§ **Task objective**: Collect every line in the records that contains the word "costume", matching case exactly.

────────────────

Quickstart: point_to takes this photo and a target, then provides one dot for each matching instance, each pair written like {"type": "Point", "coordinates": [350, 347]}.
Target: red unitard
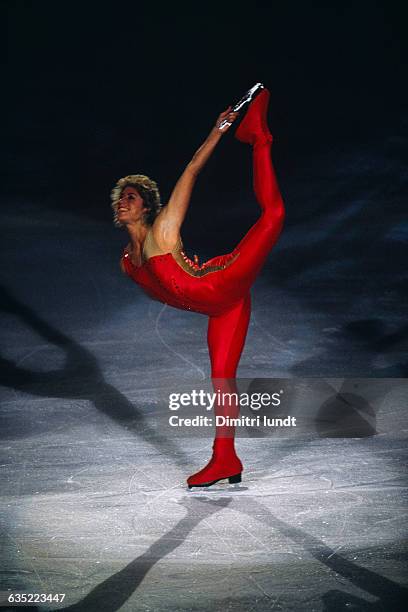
{"type": "Point", "coordinates": [222, 289]}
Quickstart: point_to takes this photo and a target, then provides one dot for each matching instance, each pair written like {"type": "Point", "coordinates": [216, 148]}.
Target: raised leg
{"type": "Point", "coordinates": [254, 248]}
{"type": "Point", "coordinates": [226, 338]}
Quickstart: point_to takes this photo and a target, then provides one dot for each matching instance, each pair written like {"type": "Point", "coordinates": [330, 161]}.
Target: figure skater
{"type": "Point", "coordinates": [220, 287]}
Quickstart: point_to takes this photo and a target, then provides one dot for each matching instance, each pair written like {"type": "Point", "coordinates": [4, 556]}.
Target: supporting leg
{"type": "Point", "coordinates": [226, 338]}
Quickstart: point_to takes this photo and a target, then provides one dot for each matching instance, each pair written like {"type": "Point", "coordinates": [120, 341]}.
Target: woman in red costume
{"type": "Point", "coordinates": [219, 288]}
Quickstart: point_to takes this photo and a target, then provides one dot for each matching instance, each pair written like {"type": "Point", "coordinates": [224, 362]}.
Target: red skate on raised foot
{"type": "Point", "coordinates": [253, 129]}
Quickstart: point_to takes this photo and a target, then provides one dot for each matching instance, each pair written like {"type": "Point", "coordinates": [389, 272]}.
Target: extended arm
{"type": "Point", "coordinates": [166, 228]}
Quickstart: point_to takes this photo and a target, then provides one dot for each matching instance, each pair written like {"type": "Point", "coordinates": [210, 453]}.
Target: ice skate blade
{"type": "Point", "coordinates": [231, 479]}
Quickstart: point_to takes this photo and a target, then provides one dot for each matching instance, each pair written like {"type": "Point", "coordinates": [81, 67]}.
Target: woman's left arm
{"type": "Point", "coordinates": [166, 228]}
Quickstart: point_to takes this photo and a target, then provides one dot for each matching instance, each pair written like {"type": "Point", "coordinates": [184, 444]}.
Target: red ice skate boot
{"type": "Point", "coordinates": [224, 464]}
{"type": "Point", "coordinates": [253, 129]}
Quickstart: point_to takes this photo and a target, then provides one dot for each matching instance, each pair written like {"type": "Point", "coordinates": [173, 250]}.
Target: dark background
{"type": "Point", "coordinates": [95, 92]}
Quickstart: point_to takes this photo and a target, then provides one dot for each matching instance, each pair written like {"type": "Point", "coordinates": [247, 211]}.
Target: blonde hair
{"type": "Point", "coordinates": [148, 191]}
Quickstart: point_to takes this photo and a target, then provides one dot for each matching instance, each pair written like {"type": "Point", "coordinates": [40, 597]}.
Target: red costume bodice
{"type": "Point", "coordinates": [202, 290]}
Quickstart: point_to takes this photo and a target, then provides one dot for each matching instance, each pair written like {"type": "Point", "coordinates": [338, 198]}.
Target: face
{"type": "Point", "coordinates": [130, 208]}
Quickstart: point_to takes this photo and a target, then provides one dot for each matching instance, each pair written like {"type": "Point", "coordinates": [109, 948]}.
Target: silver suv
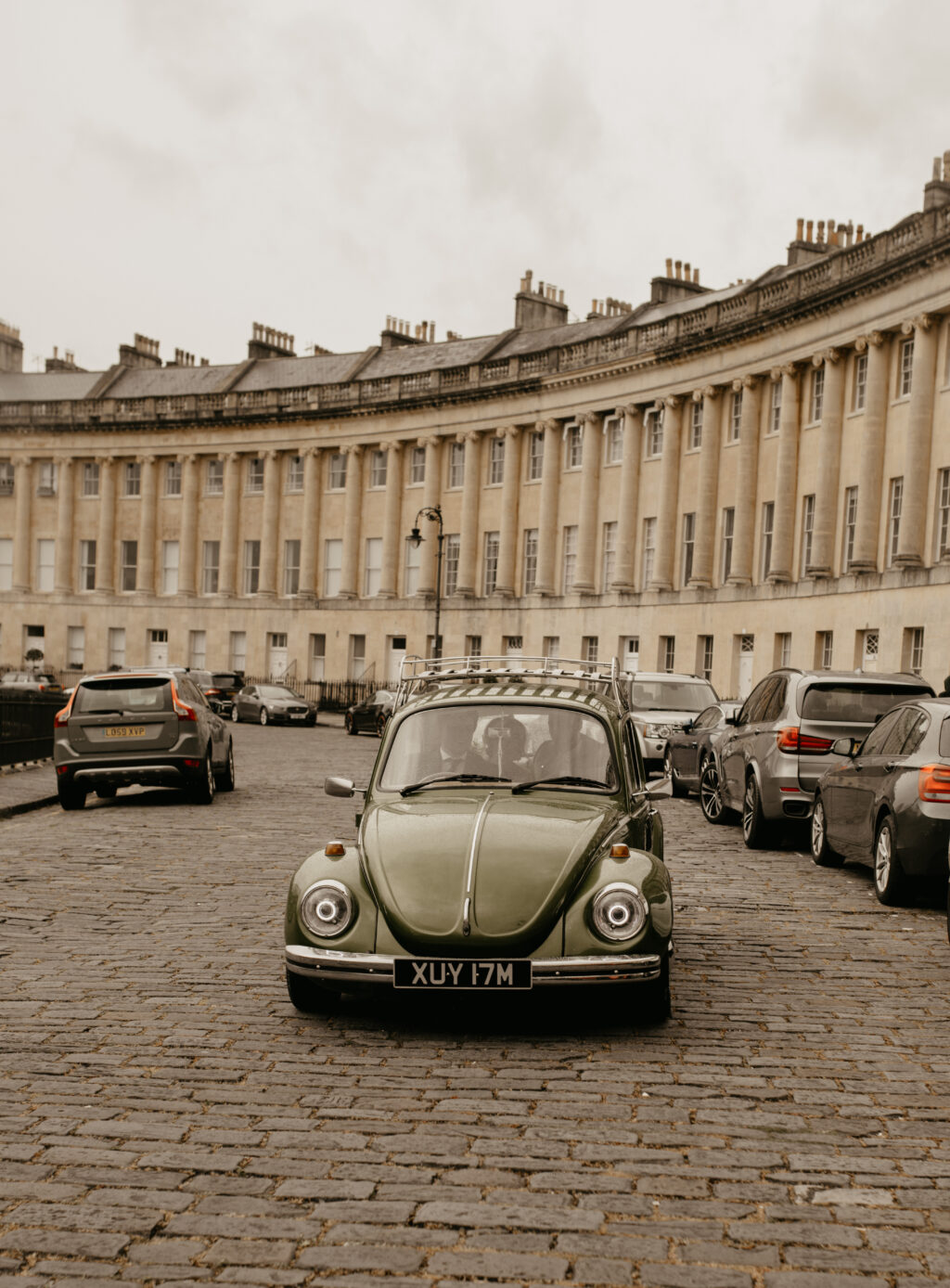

────────────────

§ **Worked solution**:
Target: woman in red costume
Target: red costume bodice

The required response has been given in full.